### [Given request]
Please gather every line in the records below that contains the word "seat".

### [Working data]
****

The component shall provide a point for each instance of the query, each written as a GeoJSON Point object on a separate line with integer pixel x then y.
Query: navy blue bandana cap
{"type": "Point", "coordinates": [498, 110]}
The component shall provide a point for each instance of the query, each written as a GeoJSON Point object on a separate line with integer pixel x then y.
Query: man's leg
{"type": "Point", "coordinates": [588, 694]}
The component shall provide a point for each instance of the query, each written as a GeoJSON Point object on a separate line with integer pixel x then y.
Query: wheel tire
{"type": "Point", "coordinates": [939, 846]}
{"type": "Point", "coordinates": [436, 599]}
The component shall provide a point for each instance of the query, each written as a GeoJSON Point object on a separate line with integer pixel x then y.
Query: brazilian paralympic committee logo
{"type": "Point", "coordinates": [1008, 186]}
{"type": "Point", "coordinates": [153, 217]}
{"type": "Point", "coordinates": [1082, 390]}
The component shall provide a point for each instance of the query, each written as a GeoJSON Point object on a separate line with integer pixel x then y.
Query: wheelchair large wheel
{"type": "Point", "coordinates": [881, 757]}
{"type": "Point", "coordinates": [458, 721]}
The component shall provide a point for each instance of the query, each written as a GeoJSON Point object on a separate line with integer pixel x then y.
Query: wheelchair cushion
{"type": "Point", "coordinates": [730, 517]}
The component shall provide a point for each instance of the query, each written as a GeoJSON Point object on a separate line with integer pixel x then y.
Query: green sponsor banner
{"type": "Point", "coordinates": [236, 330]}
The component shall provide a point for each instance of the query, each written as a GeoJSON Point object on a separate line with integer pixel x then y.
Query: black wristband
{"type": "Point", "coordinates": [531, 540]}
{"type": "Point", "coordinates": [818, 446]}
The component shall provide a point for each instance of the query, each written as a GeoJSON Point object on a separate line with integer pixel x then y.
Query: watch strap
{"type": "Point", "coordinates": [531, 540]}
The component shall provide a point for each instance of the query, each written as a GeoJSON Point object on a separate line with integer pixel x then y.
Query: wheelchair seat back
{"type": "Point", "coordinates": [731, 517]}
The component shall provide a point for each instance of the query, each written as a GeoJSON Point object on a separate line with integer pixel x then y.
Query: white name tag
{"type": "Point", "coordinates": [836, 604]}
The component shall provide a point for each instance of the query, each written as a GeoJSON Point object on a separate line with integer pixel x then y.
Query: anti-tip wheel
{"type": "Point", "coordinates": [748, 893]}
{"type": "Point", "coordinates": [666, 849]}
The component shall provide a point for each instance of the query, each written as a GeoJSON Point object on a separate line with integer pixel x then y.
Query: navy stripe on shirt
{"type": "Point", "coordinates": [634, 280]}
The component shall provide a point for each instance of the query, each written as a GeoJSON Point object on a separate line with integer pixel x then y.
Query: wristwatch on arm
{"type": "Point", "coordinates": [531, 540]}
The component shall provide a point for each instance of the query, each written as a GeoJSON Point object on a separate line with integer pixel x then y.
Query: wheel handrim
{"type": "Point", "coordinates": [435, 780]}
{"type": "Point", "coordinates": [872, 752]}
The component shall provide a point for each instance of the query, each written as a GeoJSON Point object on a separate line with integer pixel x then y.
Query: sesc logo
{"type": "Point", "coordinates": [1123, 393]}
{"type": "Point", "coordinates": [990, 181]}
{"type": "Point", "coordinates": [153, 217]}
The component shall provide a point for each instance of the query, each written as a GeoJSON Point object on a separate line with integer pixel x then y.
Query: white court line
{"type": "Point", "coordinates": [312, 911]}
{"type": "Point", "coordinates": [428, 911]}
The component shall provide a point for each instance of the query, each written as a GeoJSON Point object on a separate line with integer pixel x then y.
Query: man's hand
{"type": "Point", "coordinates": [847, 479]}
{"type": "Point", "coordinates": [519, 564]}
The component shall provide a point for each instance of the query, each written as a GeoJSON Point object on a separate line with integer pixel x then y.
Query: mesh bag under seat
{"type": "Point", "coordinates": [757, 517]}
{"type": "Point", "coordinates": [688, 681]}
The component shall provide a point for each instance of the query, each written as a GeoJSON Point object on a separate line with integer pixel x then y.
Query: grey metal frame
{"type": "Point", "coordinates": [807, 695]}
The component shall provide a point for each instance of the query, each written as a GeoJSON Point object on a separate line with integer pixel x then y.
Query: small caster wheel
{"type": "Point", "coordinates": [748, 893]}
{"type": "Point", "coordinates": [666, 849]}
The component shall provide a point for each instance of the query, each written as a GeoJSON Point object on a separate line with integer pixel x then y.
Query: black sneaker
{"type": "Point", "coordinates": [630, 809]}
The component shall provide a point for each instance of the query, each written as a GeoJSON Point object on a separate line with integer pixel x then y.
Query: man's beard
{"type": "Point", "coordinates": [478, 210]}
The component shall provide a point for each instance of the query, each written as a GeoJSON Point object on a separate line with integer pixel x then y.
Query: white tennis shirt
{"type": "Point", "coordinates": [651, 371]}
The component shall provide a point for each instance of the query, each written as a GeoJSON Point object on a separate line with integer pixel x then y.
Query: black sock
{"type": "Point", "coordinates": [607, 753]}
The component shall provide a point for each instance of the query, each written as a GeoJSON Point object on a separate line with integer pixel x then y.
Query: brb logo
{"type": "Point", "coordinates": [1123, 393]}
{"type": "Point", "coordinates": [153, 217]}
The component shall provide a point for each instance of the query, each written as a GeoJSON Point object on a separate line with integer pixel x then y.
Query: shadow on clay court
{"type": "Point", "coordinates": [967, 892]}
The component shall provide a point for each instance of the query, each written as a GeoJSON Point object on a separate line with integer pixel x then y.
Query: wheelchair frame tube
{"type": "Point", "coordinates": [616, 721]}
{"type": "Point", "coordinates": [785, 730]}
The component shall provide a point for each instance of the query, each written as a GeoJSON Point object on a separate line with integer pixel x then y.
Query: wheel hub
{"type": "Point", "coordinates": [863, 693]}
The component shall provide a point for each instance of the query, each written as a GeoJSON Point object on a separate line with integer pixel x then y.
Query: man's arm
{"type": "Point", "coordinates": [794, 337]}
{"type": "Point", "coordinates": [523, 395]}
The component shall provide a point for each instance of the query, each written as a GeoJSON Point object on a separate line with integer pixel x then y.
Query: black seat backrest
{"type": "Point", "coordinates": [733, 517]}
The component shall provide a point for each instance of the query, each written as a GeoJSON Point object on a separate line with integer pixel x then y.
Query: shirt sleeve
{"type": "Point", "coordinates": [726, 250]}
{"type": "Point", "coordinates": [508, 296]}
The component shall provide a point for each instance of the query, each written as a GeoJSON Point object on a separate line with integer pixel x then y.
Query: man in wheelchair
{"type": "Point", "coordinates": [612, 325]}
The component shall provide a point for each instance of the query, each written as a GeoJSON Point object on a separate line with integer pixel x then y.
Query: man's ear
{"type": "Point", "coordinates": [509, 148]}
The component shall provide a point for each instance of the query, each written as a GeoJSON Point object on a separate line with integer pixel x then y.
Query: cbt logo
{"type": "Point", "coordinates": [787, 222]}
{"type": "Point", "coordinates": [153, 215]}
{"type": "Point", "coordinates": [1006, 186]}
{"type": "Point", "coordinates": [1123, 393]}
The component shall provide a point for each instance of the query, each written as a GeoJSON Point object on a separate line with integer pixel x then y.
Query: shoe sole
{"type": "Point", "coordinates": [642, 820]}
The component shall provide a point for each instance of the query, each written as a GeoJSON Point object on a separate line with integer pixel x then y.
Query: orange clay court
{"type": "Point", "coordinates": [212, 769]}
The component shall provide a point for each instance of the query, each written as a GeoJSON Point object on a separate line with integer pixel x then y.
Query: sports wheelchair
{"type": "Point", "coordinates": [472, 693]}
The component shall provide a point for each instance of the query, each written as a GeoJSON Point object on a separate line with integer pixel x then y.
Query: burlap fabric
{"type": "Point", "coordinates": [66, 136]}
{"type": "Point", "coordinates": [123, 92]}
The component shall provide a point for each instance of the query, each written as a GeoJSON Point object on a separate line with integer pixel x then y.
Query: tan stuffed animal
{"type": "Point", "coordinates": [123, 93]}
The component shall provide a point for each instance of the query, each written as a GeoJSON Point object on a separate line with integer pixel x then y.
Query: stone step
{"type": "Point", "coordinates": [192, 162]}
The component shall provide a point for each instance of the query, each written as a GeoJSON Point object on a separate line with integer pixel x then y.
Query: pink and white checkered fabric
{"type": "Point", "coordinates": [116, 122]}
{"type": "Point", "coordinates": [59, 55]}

****

### [Problem solution]
Query: wheelchair seat back
Query: mesh bag under seat
Query: black seat backrest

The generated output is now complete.